### SUPPLIED ENTRIES
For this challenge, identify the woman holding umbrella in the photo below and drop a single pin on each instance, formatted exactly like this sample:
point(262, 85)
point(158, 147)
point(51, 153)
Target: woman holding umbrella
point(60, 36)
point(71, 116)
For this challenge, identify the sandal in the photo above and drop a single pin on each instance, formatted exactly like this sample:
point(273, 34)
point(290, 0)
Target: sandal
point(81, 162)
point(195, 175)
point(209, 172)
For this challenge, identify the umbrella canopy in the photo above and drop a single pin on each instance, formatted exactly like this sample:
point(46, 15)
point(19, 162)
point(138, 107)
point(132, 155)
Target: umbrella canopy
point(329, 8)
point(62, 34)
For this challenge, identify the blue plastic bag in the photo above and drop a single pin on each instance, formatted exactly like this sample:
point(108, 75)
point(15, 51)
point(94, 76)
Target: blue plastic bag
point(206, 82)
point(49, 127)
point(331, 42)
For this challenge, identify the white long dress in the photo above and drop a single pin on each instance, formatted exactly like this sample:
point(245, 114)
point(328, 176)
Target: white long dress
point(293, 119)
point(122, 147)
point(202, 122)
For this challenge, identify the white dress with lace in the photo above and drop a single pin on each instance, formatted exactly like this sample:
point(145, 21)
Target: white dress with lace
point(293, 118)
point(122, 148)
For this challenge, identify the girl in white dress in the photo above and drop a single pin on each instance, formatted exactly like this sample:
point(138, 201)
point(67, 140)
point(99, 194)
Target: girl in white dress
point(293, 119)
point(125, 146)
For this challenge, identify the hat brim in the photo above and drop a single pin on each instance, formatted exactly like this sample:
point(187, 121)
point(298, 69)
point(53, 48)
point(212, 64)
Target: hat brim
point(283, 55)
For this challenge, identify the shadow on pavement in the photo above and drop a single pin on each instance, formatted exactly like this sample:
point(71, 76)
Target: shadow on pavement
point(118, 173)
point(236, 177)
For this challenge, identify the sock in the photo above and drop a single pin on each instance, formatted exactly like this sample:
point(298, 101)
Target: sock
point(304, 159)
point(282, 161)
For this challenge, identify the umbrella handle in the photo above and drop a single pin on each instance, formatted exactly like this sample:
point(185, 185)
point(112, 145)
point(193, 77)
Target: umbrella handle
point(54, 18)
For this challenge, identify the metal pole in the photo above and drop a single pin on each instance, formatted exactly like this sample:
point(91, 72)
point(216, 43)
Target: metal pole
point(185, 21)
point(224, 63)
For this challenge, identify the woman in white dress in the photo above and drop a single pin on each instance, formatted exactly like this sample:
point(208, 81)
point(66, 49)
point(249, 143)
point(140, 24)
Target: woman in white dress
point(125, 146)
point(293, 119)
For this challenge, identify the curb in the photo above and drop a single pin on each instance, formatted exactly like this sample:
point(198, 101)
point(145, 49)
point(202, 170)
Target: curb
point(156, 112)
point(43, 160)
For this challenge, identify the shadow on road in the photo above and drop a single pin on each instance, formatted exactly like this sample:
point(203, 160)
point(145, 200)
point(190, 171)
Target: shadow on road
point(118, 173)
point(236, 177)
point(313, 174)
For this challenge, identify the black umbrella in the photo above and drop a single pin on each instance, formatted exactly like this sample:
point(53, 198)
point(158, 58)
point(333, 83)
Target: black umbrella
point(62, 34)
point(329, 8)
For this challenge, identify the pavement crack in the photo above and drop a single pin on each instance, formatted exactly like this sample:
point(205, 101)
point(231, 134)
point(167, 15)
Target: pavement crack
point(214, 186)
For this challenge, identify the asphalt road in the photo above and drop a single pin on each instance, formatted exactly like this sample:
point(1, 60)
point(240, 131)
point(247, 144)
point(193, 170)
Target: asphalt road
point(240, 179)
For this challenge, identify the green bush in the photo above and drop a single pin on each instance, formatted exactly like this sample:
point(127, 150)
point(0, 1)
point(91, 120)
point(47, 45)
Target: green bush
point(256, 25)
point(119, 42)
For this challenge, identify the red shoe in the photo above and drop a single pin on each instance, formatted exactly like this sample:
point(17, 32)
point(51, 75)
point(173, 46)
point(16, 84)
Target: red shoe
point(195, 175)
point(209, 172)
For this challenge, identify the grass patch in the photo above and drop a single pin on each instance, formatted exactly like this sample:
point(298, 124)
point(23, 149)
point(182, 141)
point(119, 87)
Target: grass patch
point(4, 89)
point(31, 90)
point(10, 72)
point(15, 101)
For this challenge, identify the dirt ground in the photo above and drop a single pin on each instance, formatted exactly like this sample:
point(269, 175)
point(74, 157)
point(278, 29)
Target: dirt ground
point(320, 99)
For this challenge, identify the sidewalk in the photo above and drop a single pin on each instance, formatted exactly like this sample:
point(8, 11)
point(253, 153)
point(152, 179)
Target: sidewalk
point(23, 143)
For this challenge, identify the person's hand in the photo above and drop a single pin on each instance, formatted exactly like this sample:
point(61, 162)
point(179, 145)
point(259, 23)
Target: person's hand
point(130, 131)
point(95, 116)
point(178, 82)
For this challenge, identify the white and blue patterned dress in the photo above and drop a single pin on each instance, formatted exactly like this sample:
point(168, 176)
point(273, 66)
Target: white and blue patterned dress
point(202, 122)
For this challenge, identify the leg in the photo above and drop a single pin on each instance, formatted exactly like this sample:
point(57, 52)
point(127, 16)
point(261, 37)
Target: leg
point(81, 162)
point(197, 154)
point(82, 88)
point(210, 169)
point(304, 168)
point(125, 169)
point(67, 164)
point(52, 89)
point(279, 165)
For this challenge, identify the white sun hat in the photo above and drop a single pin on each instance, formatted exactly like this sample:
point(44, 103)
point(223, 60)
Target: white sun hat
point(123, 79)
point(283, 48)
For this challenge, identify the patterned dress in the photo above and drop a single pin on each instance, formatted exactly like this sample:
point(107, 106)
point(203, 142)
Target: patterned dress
######
Restate the records above word for word.

**RESULT OF THIS EXERCISE**
For this challenge, identify the woman holding umbrella in the photo below and drop a single pin on each instance, formatted exactly like this sample:
point(262, 85)
point(158, 147)
point(51, 153)
Target: woman holding umbrella
point(60, 36)
point(71, 116)
For this challenge, identify the sandal in the photo above and drop a single pin on each instance, formatted exactly like this sample:
point(273, 34)
point(290, 0)
Target: sandal
point(81, 162)
point(195, 175)
point(209, 172)
For this challenge, identify the umbrella canopy in the photo above and drop a single pin on each instance, formatted exactly like this sample:
point(46, 15)
point(19, 162)
point(138, 107)
point(132, 155)
Target: umbrella canopy
point(329, 8)
point(62, 34)
For this challenge, identify the blue plastic bag in the photo above and drop a single pin on each instance, formatted exactly like this sample:
point(108, 75)
point(15, 51)
point(94, 76)
Target: blue plastic bag
point(206, 82)
point(49, 127)
point(331, 42)
For this challenge, identify the white long dress in the photo above and drop a single pin on each instance, formatted exactly like this sample:
point(245, 114)
point(328, 176)
Target: white long dress
point(293, 119)
point(122, 147)
point(202, 122)
For this challenge, identify the white dress with lace in the photo above and drop a single pin on each instance, formatted exactly like this sample:
point(145, 21)
Target: white dress with lace
point(293, 118)
point(122, 148)
For this challenge, identify the girl in white dress in the photo above and drop a single pin on each instance, formatted exactly like this sample:
point(138, 201)
point(67, 140)
point(99, 194)
Target: girl in white dress
point(293, 119)
point(125, 146)
For this challenge, identify the hat brim in the photo above and drop a single pin on each instance, formatted exactly like this sample:
point(187, 121)
point(298, 69)
point(53, 48)
point(212, 64)
Target: hat brim
point(283, 55)
For this challenge, identify the shadow on pavement in the photo above and drop a single pin on each instance, formatted exactly like this sample:
point(71, 76)
Target: shadow on pavement
point(118, 173)
point(236, 177)
For this challenge, identify the sock in the photo above and drop a single pin on each instance, formatted exactly like this sample:
point(298, 101)
Target: sock
point(304, 159)
point(282, 161)
For this challenge, identify the umbrella handle in the photo above and drop a single pin on each instance, formatted exactly like this sample:
point(185, 185)
point(112, 145)
point(193, 77)
Target: umbrella handle
point(54, 18)
For this challenge, identify the metal pole in the photo above and drop a single pin on each instance, formatted exactly like this sample:
point(91, 72)
point(216, 43)
Target: metal pole
point(185, 21)
point(224, 63)
For this challenge, identify the woman in white dress in the photo above and drop a single pin on each instance, formatted exactly like this sample:
point(208, 81)
point(66, 49)
point(249, 143)
point(140, 24)
Target: woman in white dress
point(125, 146)
point(293, 119)
For this challenge, identify the curb in the photo above and drop a single pin on each instance, formatted exactly like this sample:
point(198, 101)
point(145, 49)
point(202, 170)
Target: curb
point(156, 112)
point(43, 160)
For this challenge, identify the shadow on road in the photo above and drop a single pin on each instance, formatted exactly like this sample:
point(203, 160)
point(145, 200)
point(190, 171)
Target: shadow on road
point(118, 173)
point(236, 177)
point(313, 174)
For this challenge, identify the black umbrella in the photo above and drop a single pin on each instance, formatted exactly like this sample:
point(53, 198)
point(158, 58)
point(333, 83)
Target: black umbrella
point(62, 34)
point(329, 8)
For this challenge, identify the pavement crack in the photo above and drop a single pin on each instance, formatted exactly like this sample:
point(205, 101)
point(231, 134)
point(167, 15)
Target: pavement crack
point(214, 186)
For this challenge, identify the asphalt road in the photo above and drop a single pin on each instance, formatted exactly like this sample:
point(1, 60)
point(240, 131)
point(247, 144)
point(193, 170)
Target: asphalt road
point(240, 179)
For this challenge, identify the green bush in the photo above and drop a single pin on each instance, formatted exactly like this sample:
point(127, 150)
point(0, 1)
point(91, 120)
point(47, 45)
Target: green bush
point(256, 25)
point(119, 42)
For this challenge, identify the red shoe in the photo above and drop a single pin on each instance, formatted exactly like this sample:
point(17, 32)
point(51, 75)
point(173, 46)
point(16, 84)
Target: red shoe
point(195, 175)
point(209, 172)
For this challenge, identify the grass patch in the photo above and drop a single pin on each instance, formatted exactly like this sample:
point(298, 124)
point(23, 149)
point(182, 141)
point(119, 87)
Target: grass patch
point(4, 89)
point(31, 90)
point(10, 72)
point(15, 101)
For this challenge, identify the dirt ground in the photo above and drop a single pin on each instance, formatted exactly like this sample:
point(269, 175)
point(74, 157)
point(278, 29)
Target: dirt ground
point(320, 99)
For this challenge, identify the sidewalk in the photo above and drop a single pin on each instance, formatted exactly like this sample:
point(8, 11)
point(253, 153)
point(152, 179)
Target: sidewalk
point(23, 143)
For this challenge, identify the person's hand in the photo above and drop a single pin on each instance, formatted exactly like this sample:
point(61, 162)
point(179, 145)
point(259, 23)
Target: person's hand
point(130, 131)
point(95, 116)
point(178, 82)
For this challenge, identify the white and blue patterned dress in the photo above and drop a single pin on each instance, formatted exactly like this sample:
point(168, 176)
point(273, 66)
Target: white and blue patterned dress
point(202, 122)
For this challenge, identify the leg in the photo above and drop a single pin on each instance, formatted exactly like this sample:
point(57, 52)
point(127, 16)
point(261, 37)
Target: leg
point(81, 162)
point(197, 154)
point(82, 88)
point(210, 169)
point(304, 168)
point(125, 169)
point(67, 164)
point(52, 89)
point(279, 165)
For this challenge, identify the white sun hat in the photo above and drop a single pin on each instance, formatted exactly like this sample:
point(44, 103)
point(223, 60)
Target: white sun hat
point(123, 79)
point(283, 48)
For this challenge, identify the patterned dress in the photo above and drop a single pin on each instance, formatted exactly like this sample:
point(107, 106)
point(203, 142)
Target: patterned dress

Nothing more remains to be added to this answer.